- [WRITTEN INSTRUCTION]:
Can you rewrite the listing, starting at the line that contains "Please locate the cloud" and ending at the last line of the listing, with the requests kept and every x and y coordinate in the answers offset by 64? Leave the pictures out.

- [Stored entries]:
::::::

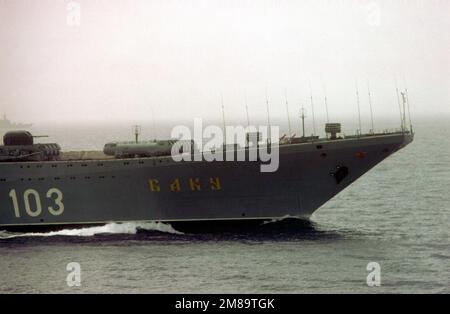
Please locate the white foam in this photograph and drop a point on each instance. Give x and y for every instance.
(111, 228)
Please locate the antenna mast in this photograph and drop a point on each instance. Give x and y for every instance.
(312, 109)
(326, 102)
(223, 112)
(407, 103)
(359, 109)
(137, 132)
(302, 116)
(246, 111)
(370, 105)
(287, 112)
(267, 107)
(399, 107)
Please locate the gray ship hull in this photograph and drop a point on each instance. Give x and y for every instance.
(87, 192)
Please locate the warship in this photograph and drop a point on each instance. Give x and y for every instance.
(6, 124)
(44, 188)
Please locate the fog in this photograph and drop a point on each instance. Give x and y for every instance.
(138, 61)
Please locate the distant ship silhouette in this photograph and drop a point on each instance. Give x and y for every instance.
(5, 123)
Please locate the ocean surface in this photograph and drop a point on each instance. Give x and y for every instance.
(397, 215)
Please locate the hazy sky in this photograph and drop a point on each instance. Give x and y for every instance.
(139, 60)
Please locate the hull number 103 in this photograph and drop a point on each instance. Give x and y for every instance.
(33, 204)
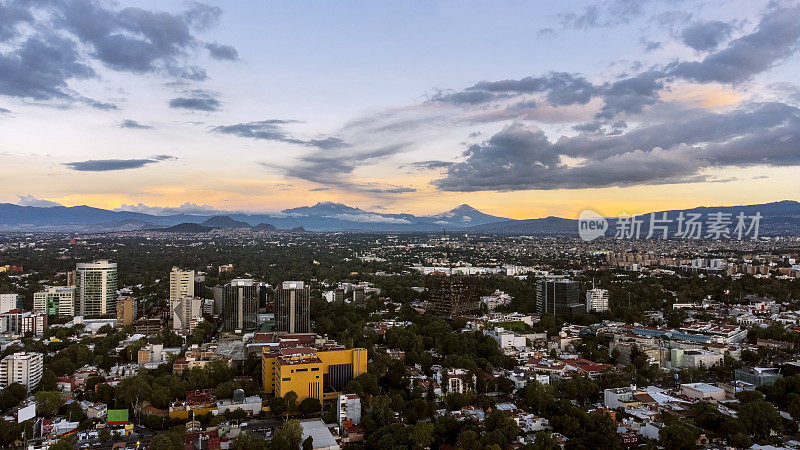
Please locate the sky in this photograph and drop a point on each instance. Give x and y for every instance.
(520, 109)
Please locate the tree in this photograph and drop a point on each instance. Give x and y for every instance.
(289, 436)
(422, 435)
(48, 403)
(250, 441)
(309, 406)
(759, 417)
(49, 381)
(678, 435)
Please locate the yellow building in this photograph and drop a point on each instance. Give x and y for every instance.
(310, 373)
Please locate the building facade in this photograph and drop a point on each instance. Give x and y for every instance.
(55, 301)
(126, 311)
(293, 308)
(310, 373)
(8, 302)
(181, 284)
(96, 288)
(559, 297)
(23, 368)
(240, 304)
(452, 295)
(597, 300)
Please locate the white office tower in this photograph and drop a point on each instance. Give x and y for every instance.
(597, 300)
(7, 302)
(23, 368)
(181, 284)
(96, 288)
(185, 312)
(55, 301)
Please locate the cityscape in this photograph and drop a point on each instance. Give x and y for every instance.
(412, 225)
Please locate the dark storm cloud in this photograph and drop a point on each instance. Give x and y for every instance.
(105, 165)
(272, 130)
(704, 36)
(129, 123)
(521, 157)
(52, 43)
(39, 68)
(224, 52)
(430, 165)
(198, 100)
(774, 39)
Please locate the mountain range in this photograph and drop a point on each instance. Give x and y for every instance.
(779, 218)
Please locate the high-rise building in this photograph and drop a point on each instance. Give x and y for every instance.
(185, 312)
(8, 302)
(452, 295)
(55, 301)
(310, 373)
(23, 368)
(126, 311)
(293, 308)
(560, 298)
(240, 304)
(597, 300)
(96, 288)
(181, 284)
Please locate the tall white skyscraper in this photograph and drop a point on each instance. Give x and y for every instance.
(96, 288)
(23, 368)
(597, 300)
(7, 302)
(181, 284)
(55, 301)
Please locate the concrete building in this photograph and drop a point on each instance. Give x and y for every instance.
(311, 373)
(559, 297)
(23, 368)
(452, 295)
(321, 436)
(55, 301)
(181, 284)
(293, 308)
(703, 391)
(348, 409)
(185, 312)
(8, 302)
(240, 305)
(126, 311)
(597, 300)
(17, 322)
(96, 288)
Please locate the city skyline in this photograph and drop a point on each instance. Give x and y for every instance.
(519, 110)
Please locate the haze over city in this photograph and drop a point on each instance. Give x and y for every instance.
(520, 109)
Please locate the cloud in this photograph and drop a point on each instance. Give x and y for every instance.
(369, 218)
(430, 165)
(186, 208)
(199, 100)
(62, 41)
(129, 123)
(704, 36)
(272, 130)
(30, 200)
(105, 165)
(222, 52)
(678, 149)
(774, 39)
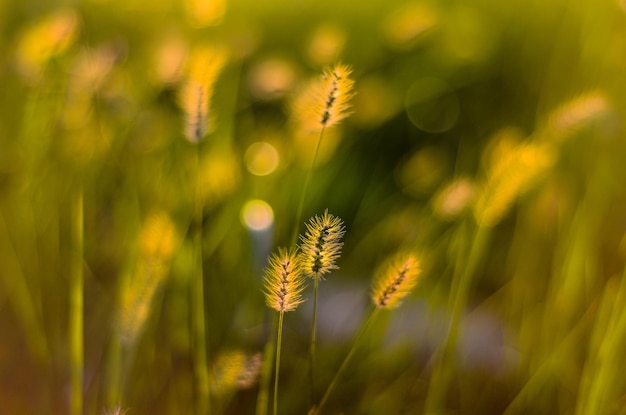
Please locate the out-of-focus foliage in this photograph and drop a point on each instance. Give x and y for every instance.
(486, 136)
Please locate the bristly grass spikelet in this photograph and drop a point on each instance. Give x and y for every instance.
(321, 245)
(514, 173)
(283, 284)
(283, 281)
(395, 280)
(325, 101)
(203, 68)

::::::

- [COMPLETE RESPONSE]:
Please locate the cloud in this photograph and drop a point on each instance. Give x and y for every instance.
(433, 282)
(494, 229)
(250, 272)
(263, 164)
(126, 105)
(193, 187)
(768, 100)
(336, 194)
(94, 264)
(169, 229)
(286, 116)
(742, 213)
(838, 103)
Please locate the out-of-focus foliage in this photograph and drop a point on each instance. Give x and y for every instance.
(550, 200)
Please locate the bristly grass spikelet in this photograph and drop a point on each instance. Give x and y for every instance.
(385, 309)
(578, 237)
(347, 348)
(347, 345)
(459, 344)
(389, 165)
(267, 132)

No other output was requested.